### [EXERCISE AIM]
Retype only what runs from the line that contains "bowl in this photo, one per instance." through the last line of the listing below, both lines included.

### [PROVIDED DATA]
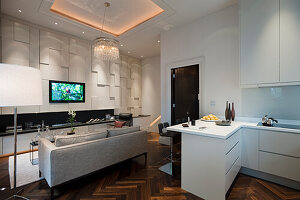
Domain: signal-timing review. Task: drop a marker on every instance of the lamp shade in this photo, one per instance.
(20, 86)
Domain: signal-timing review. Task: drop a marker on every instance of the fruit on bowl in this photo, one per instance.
(210, 117)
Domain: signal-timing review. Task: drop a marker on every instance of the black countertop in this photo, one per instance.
(139, 116)
(54, 127)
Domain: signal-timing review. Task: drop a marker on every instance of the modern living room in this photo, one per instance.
(150, 99)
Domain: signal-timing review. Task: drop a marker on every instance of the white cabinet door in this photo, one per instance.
(1, 149)
(280, 143)
(250, 148)
(289, 40)
(279, 165)
(259, 23)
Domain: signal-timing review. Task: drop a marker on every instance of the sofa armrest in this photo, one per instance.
(45, 149)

### [EXERCISE SOLUTION]
Domain: signal-timing review. Task: drop a marker on every instance of the fruit on bowl in this photo, one per instance.
(210, 117)
Domain: signal-timing review. Task: drop a marker on every instance of the black countertop in this photo, one per instance.
(139, 116)
(54, 127)
Domain: signal-timing review. Task: drop a marker on every instance of the modern living room in this photo, one per instance.
(150, 99)
Domain: signal-timing review. Task: drop a marker on every instance of the white cabinet door in this photo, one per instance.
(1, 149)
(280, 143)
(250, 148)
(289, 40)
(279, 165)
(259, 23)
Domain: signal-timing review. Task: drop a marker on every instance of the sofa armrest in this photo, one per instance.
(45, 149)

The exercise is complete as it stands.